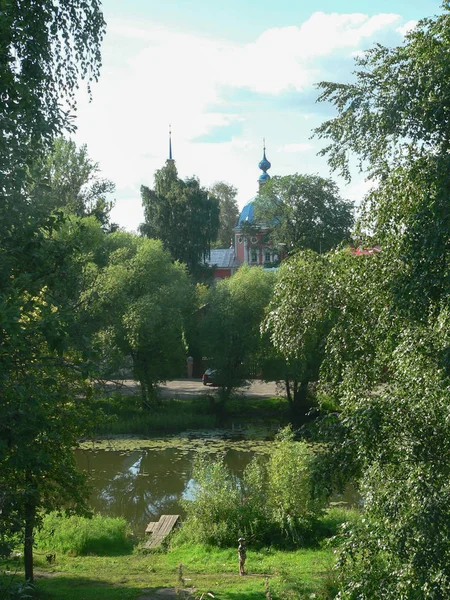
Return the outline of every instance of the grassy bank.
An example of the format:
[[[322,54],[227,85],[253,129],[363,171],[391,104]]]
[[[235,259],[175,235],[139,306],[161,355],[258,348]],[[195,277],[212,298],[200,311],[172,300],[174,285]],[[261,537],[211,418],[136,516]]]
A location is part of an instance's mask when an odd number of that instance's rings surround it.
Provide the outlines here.
[[[217,413],[211,395],[186,399],[164,399],[159,405],[143,408],[138,394],[114,392],[98,400],[105,418],[96,428],[97,435],[154,435],[178,433],[188,429],[212,429],[233,423],[288,422],[285,398],[231,398],[225,411]]]
[[[147,555],[57,554],[51,565],[44,555],[36,555],[36,587],[42,600],[150,600],[161,588],[182,588],[192,598],[210,592],[221,600],[256,600],[266,597],[267,579],[274,600],[325,600],[331,597],[332,560],[330,550],[249,547],[247,575],[239,577],[235,549],[181,546]],[[3,568],[14,571],[20,564],[10,560]]]
[[[36,592],[41,600],[156,600],[177,593],[192,600],[202,594],[206,600],[208,593],[220,600],[330,600],[336,584],[329,540],[340,524],[358,518],[351,510],[327,511],[313,548],[288,551],[249,543],[246,576],[240,577],[236,547],[186,543],[180,531],[170,545],[146,552],[142,541],[128,543],[121,519],[50,515],[35,540]],[[0,573],[0,598],[19,598],[1,590],[23,580],[21,558],[1,562]]]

THE TASK>
Omit every picture, then reproduce the rest of the listing exactly.

ANSWER TO THIS PROBLEM>
Return the outline of every instance of the grassy bank.
An example of the format:
[[[322,54],[227,85],[253,129],[363,171],[391,104]]]
[[[235,259],[175,235],[139,306],[161,355],[258,348]],[[195,277],[212,298],[200,311],[172,300],[174,285]],[[261,537],[211,418],[136,516]]]
A location is part of an instance's mask when an odd number of that instance's rings surround it.
Provide the outlines here.
[[[217,413],[211,395],[186,399],[164,399],[159,405],[143,408],[138,394],[114,392],[98,400],[105,418],[96,428],[97,435],[154,435],[178,433],[188,429],[212,429],[233,423],[288,422],[285,398],[231,398],[225,411]]]
[[[147,555],[57,554],[51,565],[44,555],[36,555],[36,587],[42,600],[150,600],[161,588],[182,588],[192,598],[210,592],[221,600],[256,600],[266,597],[267,579],[274,600],[325,600],[331,597],[332,560],[330,550],[249,547],[247,575],[239,577],[235,549],[181,546]],[[3,568],[14,571],[20,564],[10,560]]]
[[[36,592],[41,600],[156,600],[177,593],[192,600],[202,594],[206,600],[208,593],[220,600],[330,600],[336,584],[329,540],[340,524],[358,518],[351,510],[327,511],[313,548],[288,551],[249,543],[246,576],[240,577],[236,547],[186,543],[180,531],[170,545],[146,552],[142,541],[128,543],[121,519],[50,515],[35,540]],[[0,573],[0,598],[19,598],[1,590],[23,580],[21,558],[1,562]]]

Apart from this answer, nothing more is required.